» **Problem**
Filter the entries below and copy out every line containing the word "with". Match its case exactly.

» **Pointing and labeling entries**
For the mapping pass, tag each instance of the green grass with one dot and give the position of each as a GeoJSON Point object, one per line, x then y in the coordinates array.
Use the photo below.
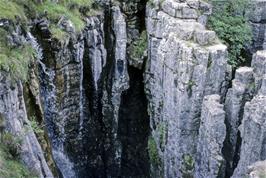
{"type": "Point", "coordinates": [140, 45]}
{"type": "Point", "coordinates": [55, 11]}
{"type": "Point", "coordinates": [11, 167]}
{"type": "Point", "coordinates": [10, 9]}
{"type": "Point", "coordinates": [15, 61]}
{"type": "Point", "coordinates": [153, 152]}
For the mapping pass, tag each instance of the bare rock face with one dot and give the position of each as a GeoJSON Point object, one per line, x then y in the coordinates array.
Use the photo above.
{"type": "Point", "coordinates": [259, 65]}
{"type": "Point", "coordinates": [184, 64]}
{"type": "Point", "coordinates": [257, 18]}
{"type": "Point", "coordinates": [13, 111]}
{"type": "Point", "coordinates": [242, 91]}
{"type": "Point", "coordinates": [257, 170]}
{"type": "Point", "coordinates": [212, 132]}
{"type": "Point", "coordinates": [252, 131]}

...

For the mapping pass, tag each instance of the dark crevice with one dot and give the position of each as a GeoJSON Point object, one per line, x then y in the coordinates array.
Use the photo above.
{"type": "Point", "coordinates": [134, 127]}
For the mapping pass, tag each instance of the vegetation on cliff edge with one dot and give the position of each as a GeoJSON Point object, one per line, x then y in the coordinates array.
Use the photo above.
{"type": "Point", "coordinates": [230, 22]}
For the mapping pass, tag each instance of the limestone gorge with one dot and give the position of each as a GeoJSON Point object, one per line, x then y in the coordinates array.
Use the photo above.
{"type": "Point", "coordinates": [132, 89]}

» **Solution to this task**
For the mapping pass, tag each instance of the green grass with one dot and give the position of each as a GeoJSON Point object, one per line, x then y in the coordinates array.
For the mapping pass, tag each instance of the bare rock face with one dot and give the position of each as a GeoJSON Point object, one per line, x then y in the coordinates array.
For the mapping pass, tag each instance of the dark crevice with one dot and give the position of each as a GeoJSON Point object, one per line, x then y in the coordinates array.
For the mapping pass, tag each instance of the vegetation on cliff edge with one dot and give the position of each as a GeoJSON Point object, one per line, x then y in the coordinates array.
For the mapping pass, tag each instance of the limestone gorge with one dot and give the position of each as a GeoJSON Point object, one per line, x then y in the coordinates array.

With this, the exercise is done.